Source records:
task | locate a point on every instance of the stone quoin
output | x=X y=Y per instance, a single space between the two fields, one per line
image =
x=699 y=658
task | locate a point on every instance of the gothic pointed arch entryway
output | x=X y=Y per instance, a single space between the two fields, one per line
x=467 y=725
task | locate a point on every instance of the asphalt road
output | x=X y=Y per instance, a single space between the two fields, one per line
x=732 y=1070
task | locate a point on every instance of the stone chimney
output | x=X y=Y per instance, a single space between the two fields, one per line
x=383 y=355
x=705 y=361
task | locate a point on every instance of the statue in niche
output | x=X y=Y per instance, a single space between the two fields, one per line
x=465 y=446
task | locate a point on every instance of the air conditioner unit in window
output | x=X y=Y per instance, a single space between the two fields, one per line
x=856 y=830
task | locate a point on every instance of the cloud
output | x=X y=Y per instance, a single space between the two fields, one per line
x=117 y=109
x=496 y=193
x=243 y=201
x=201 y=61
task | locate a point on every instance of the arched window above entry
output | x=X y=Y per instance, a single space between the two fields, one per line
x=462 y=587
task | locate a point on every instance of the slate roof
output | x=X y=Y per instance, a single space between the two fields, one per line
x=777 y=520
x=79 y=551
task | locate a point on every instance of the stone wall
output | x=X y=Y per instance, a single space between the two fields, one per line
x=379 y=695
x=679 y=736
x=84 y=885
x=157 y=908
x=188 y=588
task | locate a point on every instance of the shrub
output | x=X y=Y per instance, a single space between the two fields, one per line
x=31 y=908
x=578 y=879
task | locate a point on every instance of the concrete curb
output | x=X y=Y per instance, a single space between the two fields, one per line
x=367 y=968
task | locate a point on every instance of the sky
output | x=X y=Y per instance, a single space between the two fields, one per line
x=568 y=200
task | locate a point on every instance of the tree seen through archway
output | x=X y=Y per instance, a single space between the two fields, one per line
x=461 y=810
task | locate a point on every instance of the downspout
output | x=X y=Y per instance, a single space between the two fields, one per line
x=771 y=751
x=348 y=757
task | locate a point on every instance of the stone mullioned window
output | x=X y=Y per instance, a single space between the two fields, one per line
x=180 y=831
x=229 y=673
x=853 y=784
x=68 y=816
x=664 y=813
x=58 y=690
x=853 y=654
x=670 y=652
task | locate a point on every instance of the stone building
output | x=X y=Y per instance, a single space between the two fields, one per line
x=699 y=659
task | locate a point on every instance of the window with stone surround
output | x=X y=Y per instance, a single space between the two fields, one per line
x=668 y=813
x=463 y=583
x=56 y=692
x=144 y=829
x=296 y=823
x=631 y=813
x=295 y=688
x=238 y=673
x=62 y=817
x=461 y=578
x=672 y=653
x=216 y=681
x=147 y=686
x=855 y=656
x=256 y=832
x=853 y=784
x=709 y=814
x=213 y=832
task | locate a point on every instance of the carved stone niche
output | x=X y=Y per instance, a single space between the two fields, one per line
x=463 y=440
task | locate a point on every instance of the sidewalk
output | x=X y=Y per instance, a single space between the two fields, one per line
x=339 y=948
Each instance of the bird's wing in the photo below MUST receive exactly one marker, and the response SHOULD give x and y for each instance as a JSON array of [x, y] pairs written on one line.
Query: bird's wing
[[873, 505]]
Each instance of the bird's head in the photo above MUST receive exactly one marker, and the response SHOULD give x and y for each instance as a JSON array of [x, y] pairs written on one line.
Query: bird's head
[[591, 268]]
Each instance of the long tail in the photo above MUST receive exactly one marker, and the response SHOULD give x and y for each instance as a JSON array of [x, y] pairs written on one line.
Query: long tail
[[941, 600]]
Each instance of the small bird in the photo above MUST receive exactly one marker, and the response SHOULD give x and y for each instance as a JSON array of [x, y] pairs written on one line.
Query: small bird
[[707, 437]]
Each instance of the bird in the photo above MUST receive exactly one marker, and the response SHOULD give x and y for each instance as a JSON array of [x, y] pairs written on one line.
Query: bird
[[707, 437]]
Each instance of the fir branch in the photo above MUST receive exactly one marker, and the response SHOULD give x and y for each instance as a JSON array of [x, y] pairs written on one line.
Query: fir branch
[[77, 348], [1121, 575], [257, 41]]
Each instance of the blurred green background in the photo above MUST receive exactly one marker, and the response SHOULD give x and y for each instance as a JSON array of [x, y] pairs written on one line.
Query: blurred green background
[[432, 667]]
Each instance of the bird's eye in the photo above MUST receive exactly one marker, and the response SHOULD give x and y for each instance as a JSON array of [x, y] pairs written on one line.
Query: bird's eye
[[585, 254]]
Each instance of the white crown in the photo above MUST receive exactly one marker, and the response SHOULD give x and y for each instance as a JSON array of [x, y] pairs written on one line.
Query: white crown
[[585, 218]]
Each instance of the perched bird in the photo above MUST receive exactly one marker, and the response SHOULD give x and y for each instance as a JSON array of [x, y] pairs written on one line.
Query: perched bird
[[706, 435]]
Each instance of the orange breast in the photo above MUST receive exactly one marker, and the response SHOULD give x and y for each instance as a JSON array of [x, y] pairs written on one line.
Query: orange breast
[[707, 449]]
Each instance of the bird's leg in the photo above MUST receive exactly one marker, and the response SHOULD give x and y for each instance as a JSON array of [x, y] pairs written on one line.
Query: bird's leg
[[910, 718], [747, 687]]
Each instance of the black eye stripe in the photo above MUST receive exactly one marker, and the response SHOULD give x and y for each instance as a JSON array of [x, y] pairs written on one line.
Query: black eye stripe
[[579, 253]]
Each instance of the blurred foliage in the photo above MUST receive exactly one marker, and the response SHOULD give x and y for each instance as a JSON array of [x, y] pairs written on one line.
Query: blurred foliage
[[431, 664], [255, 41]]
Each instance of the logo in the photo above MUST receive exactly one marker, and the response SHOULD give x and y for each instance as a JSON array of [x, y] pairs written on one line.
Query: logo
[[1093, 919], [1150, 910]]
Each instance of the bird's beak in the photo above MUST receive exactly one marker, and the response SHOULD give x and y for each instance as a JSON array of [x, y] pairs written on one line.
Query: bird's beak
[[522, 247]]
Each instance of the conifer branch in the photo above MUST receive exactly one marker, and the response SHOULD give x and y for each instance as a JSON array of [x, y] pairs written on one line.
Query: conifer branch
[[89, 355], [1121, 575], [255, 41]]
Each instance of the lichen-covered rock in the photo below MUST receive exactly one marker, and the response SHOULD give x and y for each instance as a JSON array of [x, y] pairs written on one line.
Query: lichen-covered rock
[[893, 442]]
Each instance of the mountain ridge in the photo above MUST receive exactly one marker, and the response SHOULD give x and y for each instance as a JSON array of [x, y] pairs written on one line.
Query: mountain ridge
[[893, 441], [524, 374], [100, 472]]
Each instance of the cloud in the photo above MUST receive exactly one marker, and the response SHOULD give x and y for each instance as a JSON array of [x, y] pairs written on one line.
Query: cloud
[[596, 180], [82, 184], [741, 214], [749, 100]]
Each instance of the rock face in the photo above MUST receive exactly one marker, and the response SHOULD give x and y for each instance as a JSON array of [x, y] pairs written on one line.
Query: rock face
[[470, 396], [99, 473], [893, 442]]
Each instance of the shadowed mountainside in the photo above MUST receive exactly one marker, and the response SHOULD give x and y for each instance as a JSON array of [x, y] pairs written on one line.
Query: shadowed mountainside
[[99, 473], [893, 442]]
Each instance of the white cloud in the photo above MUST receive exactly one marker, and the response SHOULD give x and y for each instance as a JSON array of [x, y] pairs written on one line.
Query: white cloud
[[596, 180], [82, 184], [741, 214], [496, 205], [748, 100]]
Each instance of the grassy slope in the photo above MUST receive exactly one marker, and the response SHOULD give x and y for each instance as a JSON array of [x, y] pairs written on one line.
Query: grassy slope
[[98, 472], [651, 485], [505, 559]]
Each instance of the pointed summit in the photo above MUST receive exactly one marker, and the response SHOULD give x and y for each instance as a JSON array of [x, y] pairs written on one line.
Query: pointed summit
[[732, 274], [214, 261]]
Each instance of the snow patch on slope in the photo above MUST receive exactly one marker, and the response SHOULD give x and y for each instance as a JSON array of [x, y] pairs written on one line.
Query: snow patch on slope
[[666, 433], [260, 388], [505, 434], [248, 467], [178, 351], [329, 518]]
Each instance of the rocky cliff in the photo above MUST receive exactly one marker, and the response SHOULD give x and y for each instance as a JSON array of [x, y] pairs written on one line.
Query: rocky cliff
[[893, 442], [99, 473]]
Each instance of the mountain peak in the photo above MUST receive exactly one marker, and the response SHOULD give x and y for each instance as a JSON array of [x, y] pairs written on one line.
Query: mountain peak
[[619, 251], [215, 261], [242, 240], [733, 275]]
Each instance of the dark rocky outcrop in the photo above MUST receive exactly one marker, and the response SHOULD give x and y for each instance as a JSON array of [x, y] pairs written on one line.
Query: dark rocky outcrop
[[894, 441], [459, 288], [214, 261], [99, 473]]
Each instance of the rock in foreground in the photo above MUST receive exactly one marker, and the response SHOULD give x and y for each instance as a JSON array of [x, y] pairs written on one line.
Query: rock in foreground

Task | Your output should be the lines from the one with "Each instance of the grassy" through the last line of the entries above, copied exactly and nothing more.

Task response |
Each instance of the grassy slope in the photo above MUST receive exactly one marker, and the response SHOULD give x and y for each instance as a JSON array of [x, y] pairs written on one line.
Query: grassy slope
[[98, 472], [651, 485], [505, 559]]
Each instance of the pointed summit in the photo above MUST receive exactly one marker, and the response SHOULD give x and y for each instance as a JSON array of [x, y] pairs written on one line.
Query: pointed summit
[[732, 274], [214, 261]]
Each instance of the snow patch on slope in the photo above MUST receive exactly one marker, and the response SHOULD give x and y for each instance as a JSON array of [x, y] pairs written on one line.
Query: snow patch on slope
[[666, 433], [260, 388], [505, 434], [248, 467], [178, 351], [329, 518]]
Each instance of the rocky cliff in the photo above MUST receive exactly one marker, and the response SHOULD give x and y for each instance as a JSON array of [x, y] pairs written on one line.
Query: rocky cliff
[[893, 442], [99, 473]]
Each instance of the mountain peak in the photo above MUST receive exactly one marker, and the response SHOULD give x and y for each instance as a JSON array of [x, y] pairs written on one line.
Query: mountain peak
[[619, 251], [215, 261], [242, 240], [733, 275]]
Each instance of the dark rocky outcrop in the photo above MUST receive exactly one marker, and the response SHOULD give x and y for each instance as a JSON array of [x, y] pairs written on one line.
Query: dark rocky outcrop
[[894, 441], [459, 288], [214, 261], [99, 473]]
Each instance of the rock in foreground in the photo above MUST receive exactly one marker, and the response SHOULD give x and y for each instance as a JSON array of [x, y] pairs written on one line.
Query: rock in foreground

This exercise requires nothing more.